WHAT IS ASKED:
a: Edit the forum thread about CPU load under many TCP connections: give it again from "NOTE: Rate-Limiting via" up to and including "are my options?", changing "eth0" to "ens3" wherever it occurs.
b: In the forum thread about CPU load under many TCP connections, what command does the reply suggest for seeing how many packets have taken the test paths?

SOURCE EXTRACT:

^^^^^^^^

Score:0

Huge CPU load under large amount of TCP connections

tr flag

Under a large amount of TCP connections, one CPU core will always go up to 100%. After that happens, the whole VM would start lagging and there will be an evident packet loss.

Is there a way to solve it, make TCP connections use less CPU, or even rate limit it?

NOTE: Rate-Limiting via iptables will not work. Tried the following:

iptables -A INPUT -i eth0 -m state --state NEW -p tcp -m limit --limit 30/minute --dport 25565 -j ACCEPT

iptables -A INPUT -i eth0 -m state --state NEW -p tcp --dport 25565 -j DROP

Note that even dropping the port with iptables -A INPUT -p tcp --dport 25565 -j DROP will not work.

Under htop, I can't see what process is taking the CPU, so my suppose it's something with Kernel. Some hosting providers like OVH have this solved, but under many others, it happens. What are my options?

Best Regards

Doug Smythies avatar
gn flag
Are you experiencing a DDOS (Distributed Denial Of Service) attack? Give us some more details. What are you using port 25565 for? A minecraft server? Were your iptables test rules applied in the right spot with respect to your other rules to be effective? Use ` sudo iptables -xvnL` to observe how many packets have taken your test paths. Which version of Ubuntu?

^^^^^^^^

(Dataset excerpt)
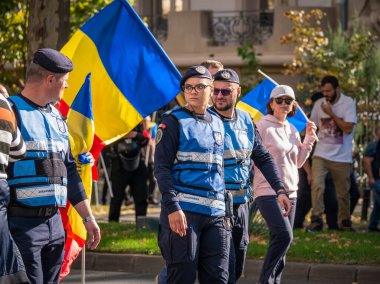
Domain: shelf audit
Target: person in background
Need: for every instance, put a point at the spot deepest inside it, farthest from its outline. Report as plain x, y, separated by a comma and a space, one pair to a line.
242, 145
48, 176
335, 116
284, 144
371, 162
128, 169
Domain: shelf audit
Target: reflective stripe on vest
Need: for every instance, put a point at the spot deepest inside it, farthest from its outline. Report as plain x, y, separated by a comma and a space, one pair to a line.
40, 179
238, 145
198, 169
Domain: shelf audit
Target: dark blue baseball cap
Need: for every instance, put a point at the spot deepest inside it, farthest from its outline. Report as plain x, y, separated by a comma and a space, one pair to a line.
53, 60
227, 75
197, 72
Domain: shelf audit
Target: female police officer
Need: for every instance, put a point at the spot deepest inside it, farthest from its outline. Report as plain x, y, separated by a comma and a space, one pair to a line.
189, 171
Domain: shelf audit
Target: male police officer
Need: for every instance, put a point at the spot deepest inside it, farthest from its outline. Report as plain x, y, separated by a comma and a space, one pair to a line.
242, 143
189, 171
47, 177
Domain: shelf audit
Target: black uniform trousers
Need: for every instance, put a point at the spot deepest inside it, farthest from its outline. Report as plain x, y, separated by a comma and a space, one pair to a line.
12, 269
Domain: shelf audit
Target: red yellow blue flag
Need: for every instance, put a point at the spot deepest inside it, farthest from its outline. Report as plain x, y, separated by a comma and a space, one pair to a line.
81, 129
131, 77
256, 100
131, 74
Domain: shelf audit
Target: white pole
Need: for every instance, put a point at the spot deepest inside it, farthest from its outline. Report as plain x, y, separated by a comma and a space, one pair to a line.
274, 82
83, 268
148, 149
103, 164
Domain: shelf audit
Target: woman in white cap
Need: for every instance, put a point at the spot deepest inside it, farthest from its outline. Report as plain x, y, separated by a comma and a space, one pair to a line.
283, 142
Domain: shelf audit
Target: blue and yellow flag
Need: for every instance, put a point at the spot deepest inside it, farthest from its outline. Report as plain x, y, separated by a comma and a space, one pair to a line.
255, 103
131, 74
81, 129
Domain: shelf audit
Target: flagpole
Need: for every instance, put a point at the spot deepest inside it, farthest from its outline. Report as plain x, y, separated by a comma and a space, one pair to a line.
106, 174
274, 82
83, 268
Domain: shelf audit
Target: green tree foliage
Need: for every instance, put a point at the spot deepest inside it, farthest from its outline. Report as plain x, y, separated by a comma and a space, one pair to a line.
13, 35
351, 56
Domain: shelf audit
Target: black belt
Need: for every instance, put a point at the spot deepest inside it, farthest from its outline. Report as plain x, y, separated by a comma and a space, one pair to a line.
15, 211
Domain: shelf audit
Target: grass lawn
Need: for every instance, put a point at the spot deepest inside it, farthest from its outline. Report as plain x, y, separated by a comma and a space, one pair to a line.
325, 247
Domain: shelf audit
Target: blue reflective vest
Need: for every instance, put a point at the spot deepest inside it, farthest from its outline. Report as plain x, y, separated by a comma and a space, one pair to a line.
238, 145
197, 172
40, 179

^^^^^^^^

CORRECT ANSWERS:
a:
NOTE: Rate-Limiting via iptables will not work. Tried the following:

iptables -A INPUT -i ens3 -m state --state NEW -p tcp -m limit --limit 30/minute --dport 25565 -j ACCEPT

iptables -A INPUT -i ens3 -m state --state NEW -p tcp --dport 25565 -j DROP

Note that even dropping the port with iptables -A INPUT -p tcp --dport 25565 -j DROP will not work.

Under htop, I can't see what process is taking the CPU, so my suppose it's something with Kernel. Some hosting providers like OVH have this solved, but under many others, it happens. What are my options?

b: sudo iptables -xvnL